Direction: Find each line in the data below that contains the string "cabinet" and copy those lines out. Treat uppercase and lowercase letters as different.
************
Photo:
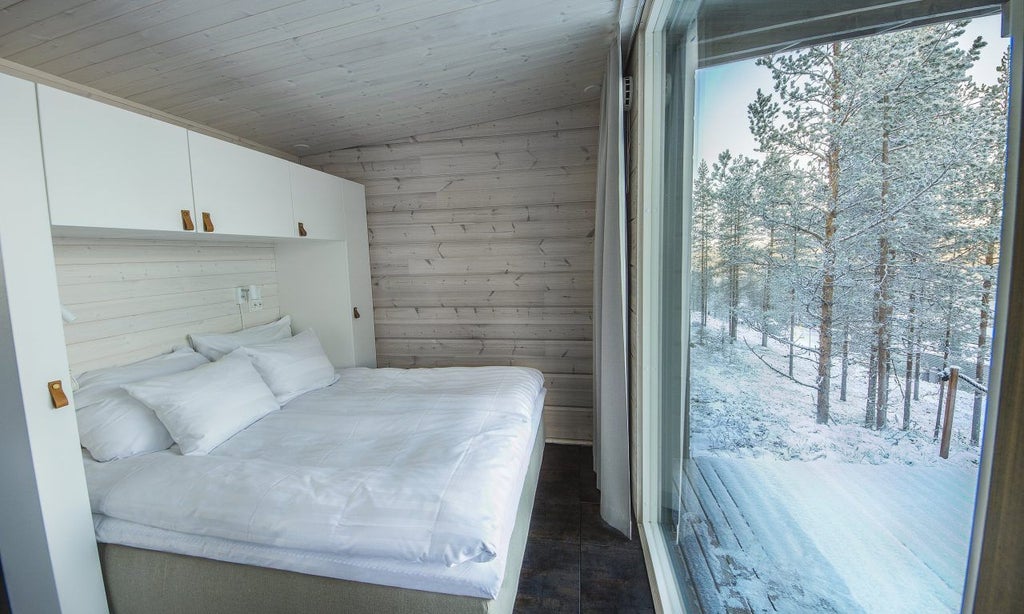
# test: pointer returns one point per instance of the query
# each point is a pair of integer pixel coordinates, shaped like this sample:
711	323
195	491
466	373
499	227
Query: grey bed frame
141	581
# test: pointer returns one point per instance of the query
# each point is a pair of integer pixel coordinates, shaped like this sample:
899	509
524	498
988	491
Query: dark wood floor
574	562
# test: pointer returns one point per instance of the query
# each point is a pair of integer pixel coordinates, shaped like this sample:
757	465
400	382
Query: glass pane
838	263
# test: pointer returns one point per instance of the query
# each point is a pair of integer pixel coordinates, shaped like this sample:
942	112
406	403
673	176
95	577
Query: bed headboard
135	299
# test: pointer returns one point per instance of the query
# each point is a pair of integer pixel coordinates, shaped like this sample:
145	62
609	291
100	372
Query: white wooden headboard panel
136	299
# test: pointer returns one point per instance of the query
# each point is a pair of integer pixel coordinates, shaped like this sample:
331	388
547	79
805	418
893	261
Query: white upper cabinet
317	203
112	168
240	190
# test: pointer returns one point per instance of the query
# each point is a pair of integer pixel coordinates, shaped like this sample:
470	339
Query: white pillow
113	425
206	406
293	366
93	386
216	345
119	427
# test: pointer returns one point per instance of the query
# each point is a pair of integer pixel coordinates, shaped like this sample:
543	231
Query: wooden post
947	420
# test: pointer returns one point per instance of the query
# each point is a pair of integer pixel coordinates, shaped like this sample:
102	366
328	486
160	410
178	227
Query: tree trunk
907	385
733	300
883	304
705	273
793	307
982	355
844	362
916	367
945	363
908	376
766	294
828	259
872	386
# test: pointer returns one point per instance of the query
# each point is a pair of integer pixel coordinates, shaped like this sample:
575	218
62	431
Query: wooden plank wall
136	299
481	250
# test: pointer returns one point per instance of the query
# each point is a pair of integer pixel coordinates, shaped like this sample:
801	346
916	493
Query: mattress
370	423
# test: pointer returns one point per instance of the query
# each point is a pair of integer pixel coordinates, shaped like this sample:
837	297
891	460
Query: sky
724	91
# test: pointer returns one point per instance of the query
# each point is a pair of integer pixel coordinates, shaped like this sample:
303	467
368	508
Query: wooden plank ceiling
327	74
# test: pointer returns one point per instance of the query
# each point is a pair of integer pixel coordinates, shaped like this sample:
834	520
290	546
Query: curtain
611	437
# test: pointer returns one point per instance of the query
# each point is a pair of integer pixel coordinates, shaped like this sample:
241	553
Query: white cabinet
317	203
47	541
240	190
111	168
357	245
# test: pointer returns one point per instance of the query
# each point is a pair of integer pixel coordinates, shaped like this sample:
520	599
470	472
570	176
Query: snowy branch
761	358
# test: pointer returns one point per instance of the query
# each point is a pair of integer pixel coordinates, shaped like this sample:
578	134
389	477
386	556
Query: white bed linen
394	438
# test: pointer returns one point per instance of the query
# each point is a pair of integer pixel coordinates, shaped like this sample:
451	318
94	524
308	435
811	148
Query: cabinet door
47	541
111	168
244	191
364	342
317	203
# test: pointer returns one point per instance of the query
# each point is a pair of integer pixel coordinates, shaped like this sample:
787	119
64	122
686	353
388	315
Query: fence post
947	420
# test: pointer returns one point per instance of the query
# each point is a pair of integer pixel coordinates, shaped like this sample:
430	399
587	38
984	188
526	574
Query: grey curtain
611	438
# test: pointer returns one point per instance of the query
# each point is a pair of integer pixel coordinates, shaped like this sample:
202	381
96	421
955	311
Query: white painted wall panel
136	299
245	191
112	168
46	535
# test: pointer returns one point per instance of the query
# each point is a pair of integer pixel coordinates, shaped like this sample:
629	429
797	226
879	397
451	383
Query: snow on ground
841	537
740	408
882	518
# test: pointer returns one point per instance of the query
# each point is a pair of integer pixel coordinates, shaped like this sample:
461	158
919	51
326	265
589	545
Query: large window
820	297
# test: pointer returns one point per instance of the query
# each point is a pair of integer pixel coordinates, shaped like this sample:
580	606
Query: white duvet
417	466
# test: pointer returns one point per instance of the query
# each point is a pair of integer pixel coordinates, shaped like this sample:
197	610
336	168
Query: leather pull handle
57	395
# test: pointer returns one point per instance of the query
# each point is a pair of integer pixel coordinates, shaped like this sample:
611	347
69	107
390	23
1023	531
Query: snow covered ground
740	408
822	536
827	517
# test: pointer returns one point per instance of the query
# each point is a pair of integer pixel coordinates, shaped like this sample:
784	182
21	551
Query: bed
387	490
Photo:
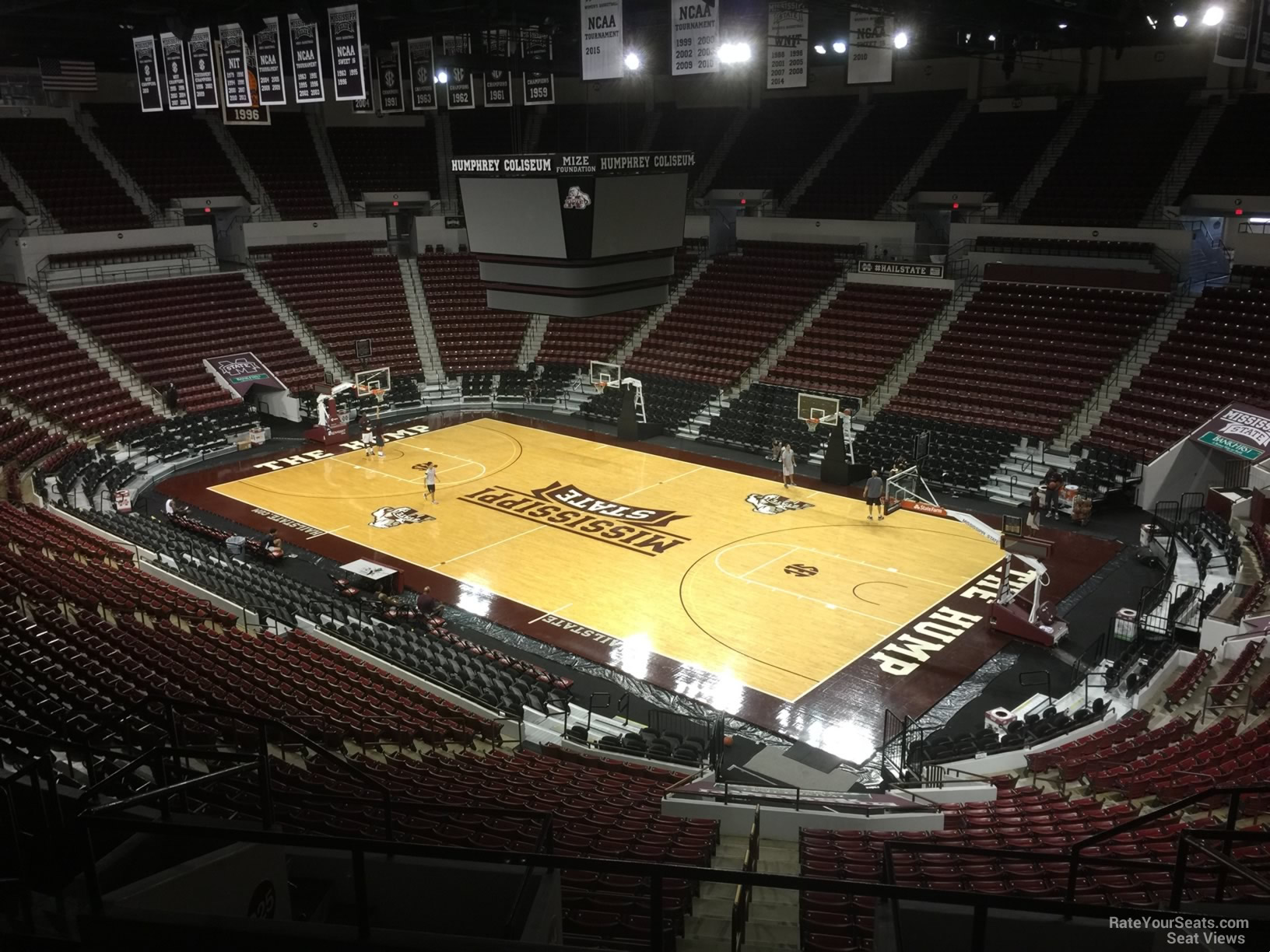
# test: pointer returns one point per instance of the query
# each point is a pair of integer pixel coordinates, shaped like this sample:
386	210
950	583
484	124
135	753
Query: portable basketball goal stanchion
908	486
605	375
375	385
************
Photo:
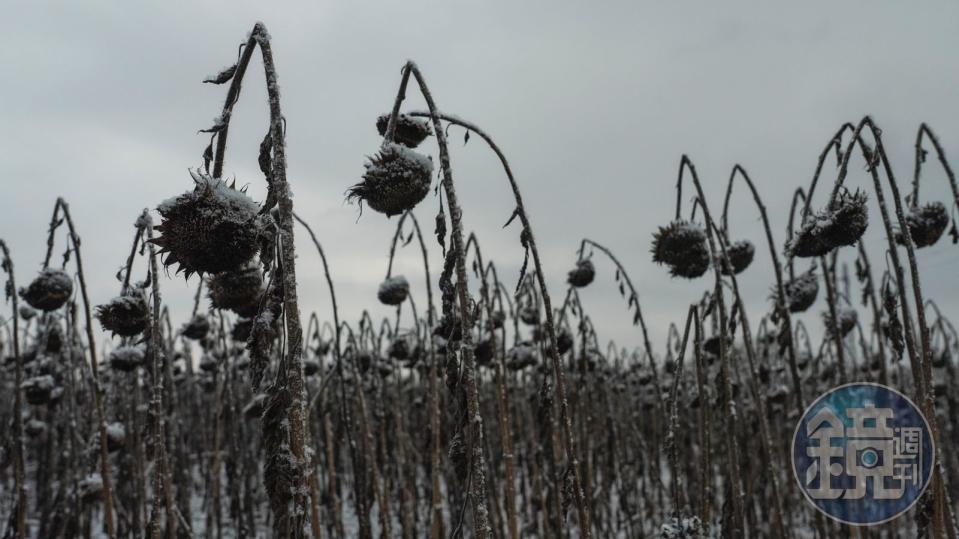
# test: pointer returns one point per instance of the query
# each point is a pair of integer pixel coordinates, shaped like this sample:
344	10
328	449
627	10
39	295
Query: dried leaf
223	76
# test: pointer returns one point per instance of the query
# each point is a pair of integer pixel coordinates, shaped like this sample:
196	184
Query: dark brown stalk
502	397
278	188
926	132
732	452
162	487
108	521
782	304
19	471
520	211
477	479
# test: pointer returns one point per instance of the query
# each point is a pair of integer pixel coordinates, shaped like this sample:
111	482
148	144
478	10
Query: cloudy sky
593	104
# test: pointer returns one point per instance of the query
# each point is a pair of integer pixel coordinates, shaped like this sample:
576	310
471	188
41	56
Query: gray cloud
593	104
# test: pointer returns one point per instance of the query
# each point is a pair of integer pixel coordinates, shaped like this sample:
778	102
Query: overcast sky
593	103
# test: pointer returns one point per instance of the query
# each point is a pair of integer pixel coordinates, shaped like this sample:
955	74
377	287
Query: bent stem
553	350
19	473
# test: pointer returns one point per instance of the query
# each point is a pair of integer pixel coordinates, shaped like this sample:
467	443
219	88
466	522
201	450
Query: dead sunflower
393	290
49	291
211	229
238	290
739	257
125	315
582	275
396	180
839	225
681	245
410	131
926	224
************
Task solution:
Query: white upper cabinet
Query: white cabinet
Query: cabinet door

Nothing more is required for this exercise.